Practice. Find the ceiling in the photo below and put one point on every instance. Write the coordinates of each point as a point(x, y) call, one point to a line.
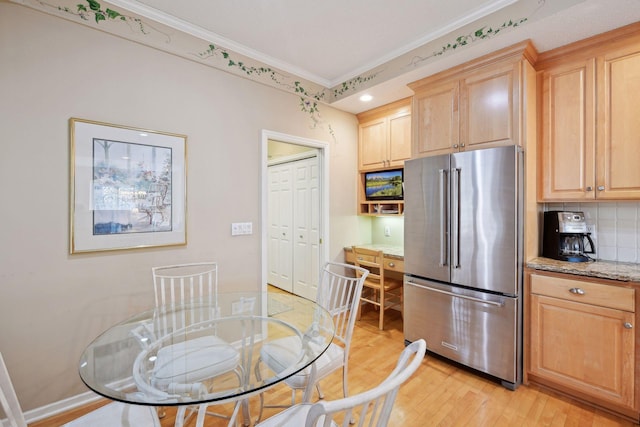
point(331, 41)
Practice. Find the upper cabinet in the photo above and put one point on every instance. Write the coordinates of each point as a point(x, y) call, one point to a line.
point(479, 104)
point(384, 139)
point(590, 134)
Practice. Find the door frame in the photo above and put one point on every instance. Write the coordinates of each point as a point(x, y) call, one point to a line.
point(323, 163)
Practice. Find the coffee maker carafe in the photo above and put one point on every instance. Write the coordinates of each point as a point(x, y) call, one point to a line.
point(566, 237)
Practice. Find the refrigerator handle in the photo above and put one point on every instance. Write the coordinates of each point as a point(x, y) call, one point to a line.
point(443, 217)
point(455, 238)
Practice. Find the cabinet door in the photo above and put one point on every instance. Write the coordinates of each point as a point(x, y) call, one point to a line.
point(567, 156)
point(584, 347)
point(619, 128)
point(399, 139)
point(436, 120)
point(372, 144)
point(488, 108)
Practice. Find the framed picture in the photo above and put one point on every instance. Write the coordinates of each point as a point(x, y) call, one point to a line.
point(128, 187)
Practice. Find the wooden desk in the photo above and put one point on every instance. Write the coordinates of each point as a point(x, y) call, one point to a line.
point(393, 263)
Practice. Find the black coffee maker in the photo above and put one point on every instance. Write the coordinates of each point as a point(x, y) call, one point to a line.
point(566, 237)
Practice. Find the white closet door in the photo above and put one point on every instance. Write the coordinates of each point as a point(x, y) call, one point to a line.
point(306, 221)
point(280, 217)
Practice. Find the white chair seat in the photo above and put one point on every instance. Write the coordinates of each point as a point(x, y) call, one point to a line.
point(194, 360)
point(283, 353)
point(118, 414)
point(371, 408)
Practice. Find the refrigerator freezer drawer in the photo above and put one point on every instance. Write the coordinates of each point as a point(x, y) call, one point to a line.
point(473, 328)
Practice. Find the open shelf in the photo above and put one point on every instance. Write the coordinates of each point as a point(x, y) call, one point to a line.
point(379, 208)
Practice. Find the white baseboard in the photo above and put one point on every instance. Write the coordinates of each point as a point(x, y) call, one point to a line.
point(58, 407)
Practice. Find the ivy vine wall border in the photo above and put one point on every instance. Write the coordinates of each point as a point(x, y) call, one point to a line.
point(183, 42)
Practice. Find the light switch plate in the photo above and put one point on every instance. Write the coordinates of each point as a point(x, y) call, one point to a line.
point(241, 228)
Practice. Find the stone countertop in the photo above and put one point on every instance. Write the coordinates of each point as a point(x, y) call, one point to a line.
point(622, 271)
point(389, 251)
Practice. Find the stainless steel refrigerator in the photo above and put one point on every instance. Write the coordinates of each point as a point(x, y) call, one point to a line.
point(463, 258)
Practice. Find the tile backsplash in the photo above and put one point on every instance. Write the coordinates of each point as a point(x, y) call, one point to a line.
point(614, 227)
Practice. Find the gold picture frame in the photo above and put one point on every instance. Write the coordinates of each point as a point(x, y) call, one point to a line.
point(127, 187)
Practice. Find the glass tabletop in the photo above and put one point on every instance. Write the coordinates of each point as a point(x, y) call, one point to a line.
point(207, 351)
=-=-=-=-=
Exercise:
Extract every item above word for word, one per line, and leave out the picture.

Right answer:
Practice. Find the ceiling in the photo below and put one point on every instance. Write the coordinates of each point as a point(x, y) call, one point to a line.
point(331, 41)
Practice. Find the upper cabinet in the photo above and put one point on every instance. Write the coordinates of each point as a point(x, y) call, one point to a line.
point(479, 104)
point(384, 139)
point(590, 134)
Practice. Find the door frame in the photo above and put one point on every instance. Write the coordinates of each point as a point(x, y) call, one point to a line.
point(323, 163)
Practice. Find the coffee maker carafe in the photo above and put one point on every instance. Write the coordinates of each point as a point(x, y) call, one point to a line.
point(566, 237)
Practice. Find the refrigerator handle in the photo above and put one point on every instance. Write the coordinates of each point as a point(x, y) call, one point to a line.
point(443, 217)
point(455, 238)
Practice. Find the cabinet door in the photo above and put one point on every instance. Write the coordinates of each point as a point(x, y) call, one point to a line.
point(567, 156)
point(584, 347)
point(619, 128)
point(399, 139)
point(436, 120)
point(372, 144)
point(488, 108)
Practice. Find the framed picture in the photo above and put one point on every instance. Write the coordinates of each point as a point(x, y) call, one point to a line.
point(128, 187)
Practice. Find the wooden desk in the photo above and put one point on every instance. Write the coordinates of each point as a point(x, y) call, one point to a line.
point(393, 263)
Practice. Find the black coffee maker in the photo above and put one point on every instance. Write the coordinates of each point as a point(x, y) call, one point to a line.
point(566, 237)
Practice. Find the white closet door in the photo above and put one point on every instance. Write the coordinates of each point as a point(x, y) call, one point to a line.
point(306, 221)
point(280, 217)
Practice. Find the white chair seat in the photo above and put one point on every instance. Write the coordinates of each point as a point(x, y) call, one point to a line.
point(194, 360)
point(283, 353)
point(118, 414)
point(371, 408)
Practice. Find the refrigerator freezer drawer in the photo above and put one point on every instance. Write the coordinates of each point as a point(x, y) call, one point to a line.
point(473, 328)
Practice. Find the open shelf in the photo above and put one point on every instance. Write the coordinates of each point as a point(x, y) call, one point to a line.
point(379, 208)
Practice. Find the white baseboard in the photo above and put one point on every instance. Write the coordinates of each point as a point(x, y) call, one point to a line.
point(58, 407)
Practice. Find the ivy vine wall border in the photo above and put one point on every instance. Write the coordinates of each point as a point(x, y) call, one point to a line.
point(183, 42)
Practice. Find the light switch plate in the photo above and put one point on every instance. Write the coordinates of each point as a point(x, y) call, one point to a line.
point(241, 228)
Practice. Find the stone countertop in the photo above and put one point on every instance. Write the coordinates of each point as a point(x, y) call, one point to a line.
point(622, 271)
point(389, 251)
Practice. Find the stainless steel refrigerator in the photo above and put one point on every instance. Write the coordinates of each point as a point(x, y) call, one point to a line.
point(463, 258)
Practice. Find the tile backsplash in the photo above and put one point on every instance. Write the coordinates of each point as a point(x, y) call, one point to a line.
point(614, 227)
Practice. Find the gold picture frame in the photo above and put one point on every instance. Write the coordinates of each point as a point(x, y) call, one point to a line.
point(127, 187)
Practice. Find the glass tabletop in the photo above and put one point on every instance. Write the coordinates of each point as a point(x, y) call, one point to a line.
point(207, 351)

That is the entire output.